**TASK STATEMENT**
The answer should be the exact lines from the line containing "Note to the class: identify the grass" through the last line of the material below, with no pictures.

**RECORDS FOR THIS EXERCISE**
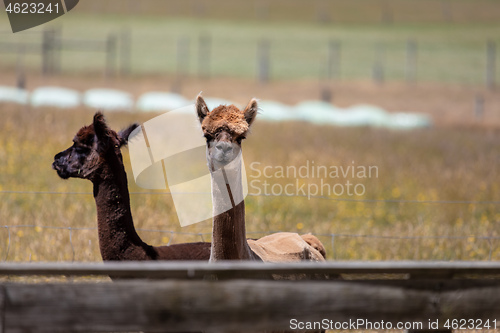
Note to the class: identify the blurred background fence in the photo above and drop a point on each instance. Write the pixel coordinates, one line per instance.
(204, 55)
(81, 243)
(373, 40)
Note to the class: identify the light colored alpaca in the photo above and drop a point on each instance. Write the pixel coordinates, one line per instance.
(224, 129)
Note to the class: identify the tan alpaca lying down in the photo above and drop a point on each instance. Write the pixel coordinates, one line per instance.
(287, 247)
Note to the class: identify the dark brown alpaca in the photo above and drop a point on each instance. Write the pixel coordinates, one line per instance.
(95, 155)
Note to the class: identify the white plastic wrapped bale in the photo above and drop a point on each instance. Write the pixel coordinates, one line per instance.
(367, 115)
(409, 121)
(13, 95)
(55, 96)
(157, 101)
(275, 111)
(322, 113)
(108, 99)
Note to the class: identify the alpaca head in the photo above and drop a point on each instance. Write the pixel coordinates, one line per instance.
(224, 128)
(95, 149)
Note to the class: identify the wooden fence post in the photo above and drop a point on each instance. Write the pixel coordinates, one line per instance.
(333, 62)
(46, 50)
(125, 48)
(263, 61)
(110, 55)
(379, 63)
(411, 61)
(491, 55)
(21, 78)
(204, 56)
(182, 62)
(479, 107)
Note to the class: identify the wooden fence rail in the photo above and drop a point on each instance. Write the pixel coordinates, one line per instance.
(188, 298)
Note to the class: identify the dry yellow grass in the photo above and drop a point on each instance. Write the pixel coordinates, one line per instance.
(425, 165)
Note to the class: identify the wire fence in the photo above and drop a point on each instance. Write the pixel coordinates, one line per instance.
(331, 245)
(334, 242)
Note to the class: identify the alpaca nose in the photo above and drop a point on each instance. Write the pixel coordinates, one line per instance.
(224, 147)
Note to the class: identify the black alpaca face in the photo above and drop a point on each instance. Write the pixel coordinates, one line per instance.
(224, 128)
(93, 148)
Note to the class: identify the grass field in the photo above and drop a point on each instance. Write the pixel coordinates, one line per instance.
(439, 164)
(447, 51)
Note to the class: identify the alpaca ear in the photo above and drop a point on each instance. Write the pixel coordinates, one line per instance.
(201, 108)
(251, 111)
(124, 134)
(101, 130)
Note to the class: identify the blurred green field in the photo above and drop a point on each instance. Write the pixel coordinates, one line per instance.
(436, 164)
(447, 51)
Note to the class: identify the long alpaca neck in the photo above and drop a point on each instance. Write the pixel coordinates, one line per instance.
(118, 239)
(228, 234)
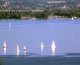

**FINAL ANSWER**
Note to the class: identify the grass field in the photo above and drop a point on each instance. Write the pixel coordinates, one line per instance.
(439, 164)
(447, 51)
Note to the class: identify the alpaca ear in the photo above and drop a point on each instance. Write the pixel coordinates, one line per instance.
(201, 108)
(251, 111)
(124, 134)
(101, 130)
Note to the class: identify the blurred green field in the photo above and drop a point on each instance. Write the pixel coordinates, one line per instance.
(436, 164)
(447, 51)
Note to the class: identify the long alpaca neck in the photo above and drop a point on each instance. Write the pixel coordinates, one line per instance.
(118, 239)
(228, 234)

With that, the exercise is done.